----- RECORDS PROVIDED

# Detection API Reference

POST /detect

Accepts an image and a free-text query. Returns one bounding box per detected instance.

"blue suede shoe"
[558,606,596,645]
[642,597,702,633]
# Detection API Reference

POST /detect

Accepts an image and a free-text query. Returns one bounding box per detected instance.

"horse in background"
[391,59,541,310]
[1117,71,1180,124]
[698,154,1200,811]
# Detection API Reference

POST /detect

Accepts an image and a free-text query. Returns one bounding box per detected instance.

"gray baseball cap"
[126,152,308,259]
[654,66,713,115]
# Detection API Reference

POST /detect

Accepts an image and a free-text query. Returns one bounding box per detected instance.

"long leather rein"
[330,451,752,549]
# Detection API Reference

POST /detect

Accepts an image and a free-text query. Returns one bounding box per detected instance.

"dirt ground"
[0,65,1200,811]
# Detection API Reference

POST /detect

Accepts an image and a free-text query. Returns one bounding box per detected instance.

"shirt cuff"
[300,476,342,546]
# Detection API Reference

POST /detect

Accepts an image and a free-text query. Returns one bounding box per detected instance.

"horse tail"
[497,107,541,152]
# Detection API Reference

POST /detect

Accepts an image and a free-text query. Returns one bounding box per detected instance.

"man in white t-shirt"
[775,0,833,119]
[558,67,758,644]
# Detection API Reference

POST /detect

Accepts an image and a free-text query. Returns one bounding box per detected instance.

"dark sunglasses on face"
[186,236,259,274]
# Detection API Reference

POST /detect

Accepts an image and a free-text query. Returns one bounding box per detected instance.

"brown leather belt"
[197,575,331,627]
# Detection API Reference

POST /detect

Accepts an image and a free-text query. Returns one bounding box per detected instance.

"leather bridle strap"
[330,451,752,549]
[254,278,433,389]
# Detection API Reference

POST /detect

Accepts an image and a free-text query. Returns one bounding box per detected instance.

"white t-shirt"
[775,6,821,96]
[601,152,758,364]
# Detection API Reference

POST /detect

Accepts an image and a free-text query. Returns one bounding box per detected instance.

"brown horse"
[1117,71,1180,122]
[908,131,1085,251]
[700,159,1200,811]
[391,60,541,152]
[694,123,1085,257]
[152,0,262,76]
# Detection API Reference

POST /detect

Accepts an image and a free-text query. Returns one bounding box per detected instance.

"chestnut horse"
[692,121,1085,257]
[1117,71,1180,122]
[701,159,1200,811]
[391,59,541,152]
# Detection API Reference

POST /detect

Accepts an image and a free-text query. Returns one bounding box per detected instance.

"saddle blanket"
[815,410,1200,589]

----------

Copy the listing from its first line through the line containing "[254,278,433,389]", putting "rope" in place of "leather" and changing nothing else.

--- PROBLEM SOLUTION ---
# Detection API Reference

POST /detect

Accepts an image and a free-text query. Returns one bounding box per detected instance.

"blue suede shoe"
[558,606,596,645]
[642,597,702,633]
# Detection API Reference

POST /detect

Accepts an image and a free-text query. Returns one bounding box per detected instance.

"horse in background"
[391,59,541,310]
[1117,71,1180,124]
[698,154,1200,811]
# Detection API Reference

POST /detect

Accepts an image and a free-text query. Returns one bounding box per detected instance.

"gray baseball cap"
[126,152,308,259]
[654,66,713,115]
# Detection API Reference

POST /detect

Accepts an image and a free-text query. Returns one bounding box per detected instance.

"long rope rein"
[330,451,752,549]
# Detection API Reference

POST /detect

Accepts an image and a free-text query. Returns one bounding box per detected instance.

"dirt ground"
[0,65,1200,811]
# Detection API Reference

POST /detect

Accepts an image and a free-text query. Returns one bounding box per detected instance.

"shirt cuff"
[300,476,342,546]
# Detection API Reference

POST /detect

Accepts an image and a free-text query. Returns one bounding box per detected instance.

"horse tail"
[497,107,541,152]
# Detection API Reference

POST /detect

Accepts an image and a free-text query. Returns one bounding box per detected instance.

"man in white t-shirt"
[775,0,833,119]
[558,67,758,644]
# Detection API Reference

POST /detect

Accepts an image and a free-text query. Returns one bounding box per detected instance.

"dark sunglasses on face"
[186,236,259,274]
# Detection API Reference

POST /detect

Accepts an image and a free-text query. Returns one bounding box per detected instance.

"brown rope belt"
[197,575,331,627]
# Detection API Reference

POST /detect

Accepts an image and a free-text query. Returns one bounding box per detected instance.

"rope bridle strap"
[330,451,752,549]
[254,278,433,389]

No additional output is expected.